Dataset excerpts:
Content starts

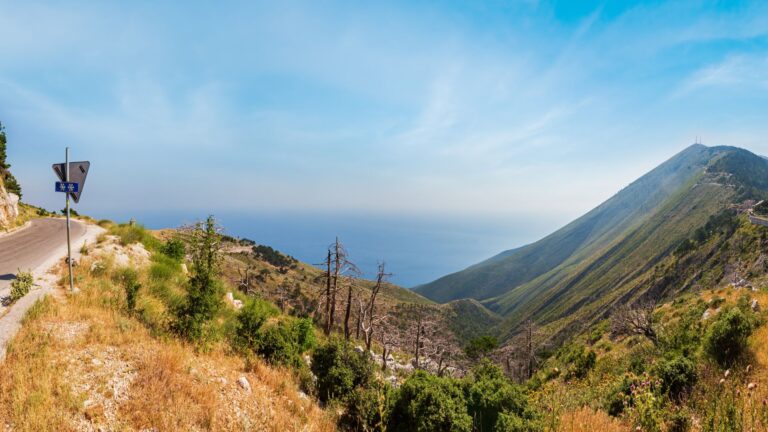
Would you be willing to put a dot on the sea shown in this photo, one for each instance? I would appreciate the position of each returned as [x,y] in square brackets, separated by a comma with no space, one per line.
[416,249]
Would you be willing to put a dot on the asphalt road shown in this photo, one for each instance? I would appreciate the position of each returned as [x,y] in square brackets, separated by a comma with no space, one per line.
[32,246]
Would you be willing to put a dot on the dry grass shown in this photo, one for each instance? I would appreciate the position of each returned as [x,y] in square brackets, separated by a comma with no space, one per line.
[81,363]
[589,420]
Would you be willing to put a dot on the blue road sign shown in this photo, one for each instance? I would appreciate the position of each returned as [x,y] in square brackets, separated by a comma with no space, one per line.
[67,187]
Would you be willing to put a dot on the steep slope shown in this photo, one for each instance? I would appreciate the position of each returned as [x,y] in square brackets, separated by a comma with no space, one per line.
[582,237]
[9,207]
[617,264]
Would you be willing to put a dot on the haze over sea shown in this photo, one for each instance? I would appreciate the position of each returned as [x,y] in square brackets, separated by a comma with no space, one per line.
[417,249]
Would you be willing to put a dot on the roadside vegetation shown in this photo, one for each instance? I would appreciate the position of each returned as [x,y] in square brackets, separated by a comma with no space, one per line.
[694,360]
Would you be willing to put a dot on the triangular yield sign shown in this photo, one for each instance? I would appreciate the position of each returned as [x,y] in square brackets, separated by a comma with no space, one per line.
[78,171]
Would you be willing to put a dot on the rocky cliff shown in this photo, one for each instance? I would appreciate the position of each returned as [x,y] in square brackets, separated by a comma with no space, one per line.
[9,207]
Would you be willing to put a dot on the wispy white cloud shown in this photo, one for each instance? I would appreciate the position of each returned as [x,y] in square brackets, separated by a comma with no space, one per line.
[743,71]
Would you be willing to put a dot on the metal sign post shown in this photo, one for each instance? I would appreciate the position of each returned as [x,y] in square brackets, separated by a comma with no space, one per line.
[69,242]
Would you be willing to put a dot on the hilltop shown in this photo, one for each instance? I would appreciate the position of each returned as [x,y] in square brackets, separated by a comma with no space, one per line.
[607,257]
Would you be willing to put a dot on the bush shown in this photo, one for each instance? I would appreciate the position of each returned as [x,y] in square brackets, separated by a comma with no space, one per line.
[163,268]
[726,338]
[429,403]
[129,279]
[619,397]
[174,248]
[278,345]
[130,234]
[490,395]
[677,375]
[21,285]
[339,370]
[481,346]
[204,291]
[249,322]
[580,360]
[368,409]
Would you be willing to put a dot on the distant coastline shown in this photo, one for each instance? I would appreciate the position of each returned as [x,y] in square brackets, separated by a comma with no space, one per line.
[417,249]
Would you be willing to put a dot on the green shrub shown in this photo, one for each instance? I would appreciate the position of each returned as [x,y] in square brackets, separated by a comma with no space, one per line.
[429,403]
[680,421]
[174,248]
[250,319]
[339,370]
[278,345]
[21,285]
[619,397]
[726,338]
[304,332]
[204,289]
[580,360]
[490,395]
[163,268]
[481,346]
[368,409]
[677,375]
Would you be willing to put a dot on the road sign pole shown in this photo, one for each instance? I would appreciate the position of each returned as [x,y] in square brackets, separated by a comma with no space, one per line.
[69,242]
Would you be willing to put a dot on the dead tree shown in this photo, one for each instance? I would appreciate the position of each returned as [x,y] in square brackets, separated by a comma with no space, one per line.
[329,298]
[282,291]
[529,353]
[338,271]
[244,284]
[367,318]
[390,337]
[635,320]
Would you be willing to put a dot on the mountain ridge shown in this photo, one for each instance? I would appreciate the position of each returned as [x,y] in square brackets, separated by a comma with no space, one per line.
[602,257]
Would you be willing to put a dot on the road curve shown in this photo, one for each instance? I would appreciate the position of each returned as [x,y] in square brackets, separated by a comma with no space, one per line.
[32,246]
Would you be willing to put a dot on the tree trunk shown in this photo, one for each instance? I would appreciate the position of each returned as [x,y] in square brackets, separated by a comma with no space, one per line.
[348,312]
[328,320]
[336,270]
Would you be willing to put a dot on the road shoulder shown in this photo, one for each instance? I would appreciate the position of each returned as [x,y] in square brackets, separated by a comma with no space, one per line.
[45,281]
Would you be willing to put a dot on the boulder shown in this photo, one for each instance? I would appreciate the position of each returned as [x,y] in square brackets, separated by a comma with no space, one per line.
[244,384]
[9,208]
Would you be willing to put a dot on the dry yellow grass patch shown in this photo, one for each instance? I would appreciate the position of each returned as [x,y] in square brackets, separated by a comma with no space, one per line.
[80,363]
[588,420]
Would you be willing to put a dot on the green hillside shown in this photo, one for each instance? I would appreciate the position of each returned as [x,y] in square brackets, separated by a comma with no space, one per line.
[609,255]
[584,236]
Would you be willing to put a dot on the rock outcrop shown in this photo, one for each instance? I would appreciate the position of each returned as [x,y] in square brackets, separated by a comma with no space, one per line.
[9,208]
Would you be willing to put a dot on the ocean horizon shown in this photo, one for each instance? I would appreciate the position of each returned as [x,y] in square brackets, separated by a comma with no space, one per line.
[416,249]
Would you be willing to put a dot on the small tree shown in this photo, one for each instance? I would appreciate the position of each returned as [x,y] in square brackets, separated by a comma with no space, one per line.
[481,347]
[11,184]
[175,249]
[129,279]
[726,338]
[21,285]
[635,320]
[429,403]
[339,370]
[203,294]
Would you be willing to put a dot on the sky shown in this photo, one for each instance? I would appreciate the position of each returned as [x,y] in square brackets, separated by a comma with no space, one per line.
[518,109]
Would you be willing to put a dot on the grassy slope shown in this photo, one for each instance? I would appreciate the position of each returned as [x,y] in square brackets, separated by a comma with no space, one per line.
[583,237]
[466,319]
[587,287]
[84,363]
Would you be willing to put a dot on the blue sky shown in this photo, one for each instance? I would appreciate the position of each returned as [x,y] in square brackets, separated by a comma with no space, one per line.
[524,109]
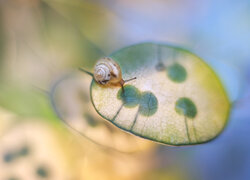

Content ends

Problem statement:
What is needed is a word-for-word restatement of the entries, minus any pictures.

Exercise response:
Would you be willing to put a dot on the sea shown in this photo, one for each instance? I would appreciate the position of each returned as [x,y] in square brackets, separated by a comma with no space, one per line.
[416,249]
Would you be willing to put a dot on the asphalt road shown in this photo, one for each instance? I would appreciate the position of each returned as [x,y] in square brackets, separated by a comma with no space, one per line.
[32,246]
Would you be willing to put a dot on the dry grass shown in this photo, one for each instance? I would appreciate the position of each returned as [x,y] in square brackets, separated by a comma with no space, one per line.
[81,363]
[589,420]
Would you be willing to put a dot on the blue road sign shown in this photo, one for each instance? I would appreciate the position of each returned as [x,y] in square brackets, separated by a comma with no space, one per line.
[67,187]
Would you be willing to put a dot on the steep slope shown in this photo, one for each instance? I would appreciate the position of each returned as [x,y] in square brackets, separated by a comma with no space, one per line.
[582,237]
[9,207]
[617,264]
Would you be willing to put a dot on the haze over sea shown in this photo, one for each instance? I would appreciate the position of each returned as [x,y] in square brackets, separated by a comma with no space, one per line.
[417,249]
Would you be willing to put a dot on the roadside vegetation shown in this photo, one for each instance? I would appreciate the position of each returned as [x,y] in square brackets, separated by a comma with no space, one per line.
[694,360]
Would you be willing to put a dot on the triangular yield sign shown in this photo, one for each instance? I would appreciate the position of each returned as [x,y] in square brackets, separated by a comma with no space, one per line.
[78,171]
Would you be willing to put a dot on the rocky cliff shown in this photo, one for each instance? I would appreciate the position of each returned as [x,y] in square brackets, separated by a comma with no space, one per line.
[9,207]
Would you be willing to put a dot on the wispy white cloud shown in this photo, one for each instance? I would appreciate the position of each returned as [x,y] in square brackets, separated by a comma with no space, one per line.
[743,71]
Would you be willing to put a dot on the metal sign post shown in this photo, one for each instance? I would appreciate the position of each returned as [x,y] in square brackets, separated by a comma with no space, one per line.
[69,242]
Would you be willing to put a dot on the hilltop shown in this photo, one for each instance? I would appreciate the position of each returned as [x,y] in square brackets, separated by a comma with no space, one per line.
[607,257]
Would you be willing to put a dot on the bush shown in this photo, one for each instance? I would appreciate the position of each returned as [x,y] in square brackets, separated by a comma with no space, one per line.
[163,268]
[726,338]
[429,403]
[129,279]
[619,397]
[174,248]
[278,345]
[130,234]
[490,395]
[677,375]
[21,285]
[339,370]
[481,346]
[204,291]
[249,322]
[580,360]
[368,409]
Would you be willing to put a dot on the distant coastline shown in this photo, one for each instance? I would appreciate the position of each returned as [x,y] in square brackets, separated by a comma with no space, one per line.
[417,249]
Would you be willing to put a dot on the green shrub shown in this photo, one for each instance? I would appreciate the position of each returned as [x,y] in square brackets, separated by a comma with no space, one per line.
[429,403]
[680,421]
[174,248]
[250,319]
[339,370]
[278,345]
[21,285]
[619,397]
[726,338]
[304,332]
[204,289]
[580,360]
[490,395]
[163,268]
[481,346]
[368,409]
[677,375]
Would you be willing to put a dot on the road sign pole shown in this photo, one for each instance? I would appreciate the position of each returned as [x,y] in square brackets, separated by a comma with no space, one per line.
[69,242]
Would you be willing to put a dot on the dead tree shown in this photo, one for each instance? I would appreciate the position of each returned as [x,y] in square brackets, separated by a comma with no space, one per line.
[329,298]
[282,291]
[529,353]
[338,271]
[244,284]
[367,318]
[390,337]
[635,320]
Would you be willing to put a dot on the mountain ridge shown in this photo, one for each instance? I would appreciate the position of each returned as [x,y] in square brackets, separated by a comma with no space, one per line.
[602,257]
Would you be willing to put a dot on the road curve shown in this photo, one for each instance? I would appreciate the position of each returned as [x,y] in square brackets, separated by a comma with no space, one per line.
[32,246]
Would you be willing to put a dot on the tree trunk shown in this photo, one for each instance? I would appreciate the position of each returned as [x,y] in square brackets, separated by a comma with no space, one per line.
[348,312]
[328,320]
[336,270]
Would you be willing to put a dot on the road shoulder shown in this photo, one for each instance? I would appreciate the position of each returned as [x,y] in square brackets, separated by a comma with no space, one per line.
[45,281]
Would you be willing to put a dot on the boulder shown in this photo, one for each instance? I would appreciate the position of each returned as [x,y] in square brackets, separated by a comma with no space, one per line.
[244,384]
[9,208]
Would you be willing to put a dot on the dry yellow grass patch shown in this photo, one for each instance? I would appreciate the position of each returned as [x,y] in square brackets, separated by a comma with no space, one per line.
[80,363]
[588,420]
Would you be willing to put a dot on the green hillside shown in this photo, one for each instance? I would appreciate the position of each returned as [x,y] in square brackets, separated by a comma with no space, one per line.
[609,255]
[584,236]
Would you be willing to put a dot on the rock outcrop shown in this photo, one for each instance? I would appreciate the position of each returned as [x,y] in square brackets, separated by a comma with no space, one per line.
[9,208]
Would you be willing to put a dot on the ocean horizon shown in this photo, one for each instance? I would appreciate the position of each returned as [x,y] in square brackets, separated by a comma with no space, one per line.
[416,249]
Would you be willing to put a dot on the small tree shown in this photo, one for each instance? I would appreciate the position of each returned as [x,y] in square brackets, separated by a comma with no space, one per line.
[481,347]
[11,184]
[175,249]
[129,279]
[726,338]
[21,285]
[635,320]
[429,403]
[339,370]
[203,294]
Would you be willing to put a dot on the sky shown in this photo, one for each instance? I would appreciate the position of each returned as [x,y] in square brackets, separated by a comma with no space, one per line.
[518,109]
Would you be willing to put a dot on the grassy slope shown in this photo, one for each instance? I would appreciate the position of each returned as [x,y] in square brackets, separated by a comma with no space, one per line.
[583,237]
[466,319]
[587,287]
[84,363]
Would you be willing to put a dot on the blue sky shown in this photo, one for each instance? I would appreciate the position of each returned as [x,y] in square brackets, separated by a comma with no space, one per line.
[524,109]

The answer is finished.